◆ **WHAT IS BEING ASKED**:
Return every line in the rows below, unchanged, from the line with "Scan for fireplace mantel." to the line with "[318, 197, 409, 275]", both of those lines included.

◆ **AVAILABLE RECORDS**:
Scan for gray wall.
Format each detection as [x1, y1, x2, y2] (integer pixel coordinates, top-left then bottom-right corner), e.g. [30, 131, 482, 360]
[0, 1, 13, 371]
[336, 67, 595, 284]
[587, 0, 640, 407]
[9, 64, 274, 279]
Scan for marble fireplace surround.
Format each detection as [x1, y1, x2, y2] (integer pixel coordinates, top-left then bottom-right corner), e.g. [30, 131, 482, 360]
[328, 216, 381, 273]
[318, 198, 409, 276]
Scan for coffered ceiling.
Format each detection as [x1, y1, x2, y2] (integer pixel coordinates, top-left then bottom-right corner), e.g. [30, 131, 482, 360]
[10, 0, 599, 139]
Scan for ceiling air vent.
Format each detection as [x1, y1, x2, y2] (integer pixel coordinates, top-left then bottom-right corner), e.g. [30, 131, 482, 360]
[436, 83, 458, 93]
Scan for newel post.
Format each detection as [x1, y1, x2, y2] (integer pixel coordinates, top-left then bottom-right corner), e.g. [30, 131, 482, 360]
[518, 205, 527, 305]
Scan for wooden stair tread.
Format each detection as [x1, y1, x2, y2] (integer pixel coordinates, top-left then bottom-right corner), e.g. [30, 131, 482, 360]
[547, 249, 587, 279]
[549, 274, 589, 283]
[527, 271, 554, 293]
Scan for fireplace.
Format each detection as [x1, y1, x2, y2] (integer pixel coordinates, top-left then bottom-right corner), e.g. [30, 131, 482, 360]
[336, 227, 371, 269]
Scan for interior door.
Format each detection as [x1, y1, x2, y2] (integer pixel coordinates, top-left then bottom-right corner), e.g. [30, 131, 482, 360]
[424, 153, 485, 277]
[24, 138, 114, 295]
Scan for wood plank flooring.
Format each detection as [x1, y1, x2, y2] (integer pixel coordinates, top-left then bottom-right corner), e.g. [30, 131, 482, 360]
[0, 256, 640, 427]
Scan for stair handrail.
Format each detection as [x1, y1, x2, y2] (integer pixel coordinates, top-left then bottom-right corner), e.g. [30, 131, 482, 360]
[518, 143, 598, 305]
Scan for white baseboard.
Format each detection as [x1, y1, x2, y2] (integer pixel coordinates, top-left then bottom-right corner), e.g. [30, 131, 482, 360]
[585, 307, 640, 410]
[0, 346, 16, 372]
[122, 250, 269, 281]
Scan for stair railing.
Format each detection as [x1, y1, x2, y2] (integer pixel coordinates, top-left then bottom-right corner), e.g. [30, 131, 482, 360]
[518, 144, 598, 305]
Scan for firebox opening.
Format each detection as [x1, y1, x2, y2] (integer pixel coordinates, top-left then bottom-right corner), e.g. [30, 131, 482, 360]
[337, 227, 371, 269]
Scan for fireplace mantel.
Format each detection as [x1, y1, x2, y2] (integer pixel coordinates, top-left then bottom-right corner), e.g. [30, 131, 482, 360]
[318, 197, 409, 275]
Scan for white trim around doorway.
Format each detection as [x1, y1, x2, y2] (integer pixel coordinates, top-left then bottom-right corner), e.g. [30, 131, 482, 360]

◆ **WRITTEN SOLUTION**:
Scan for fireplace mantel.
Format each detection as [x1, y1, x2, y2] (integer pixel coordinates, top-left then bottom-right corner), e.g. [30, 131, 482, 360]
[318, 197, 409, 275]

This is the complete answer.